Work task
The pictures stay out. Please retype every line below exactly.

Data provided
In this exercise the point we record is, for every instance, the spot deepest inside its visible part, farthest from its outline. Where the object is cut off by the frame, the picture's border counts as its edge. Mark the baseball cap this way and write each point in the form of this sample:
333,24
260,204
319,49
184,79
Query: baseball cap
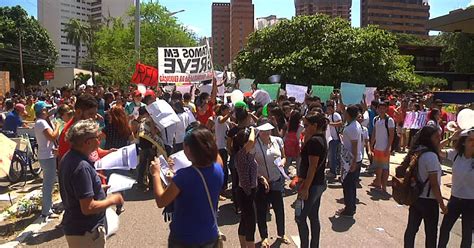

Solution below
In this exercise the point we record is, for every instance, the spot deepest inside its visible part, farthest from its outline. Where the object is cut off by the frame, the picture's border counts as its edge. Mark the baseball cap this way and write each point in the form of this sample:
333,24
260,204
319,49
184,79
Query: baseball cap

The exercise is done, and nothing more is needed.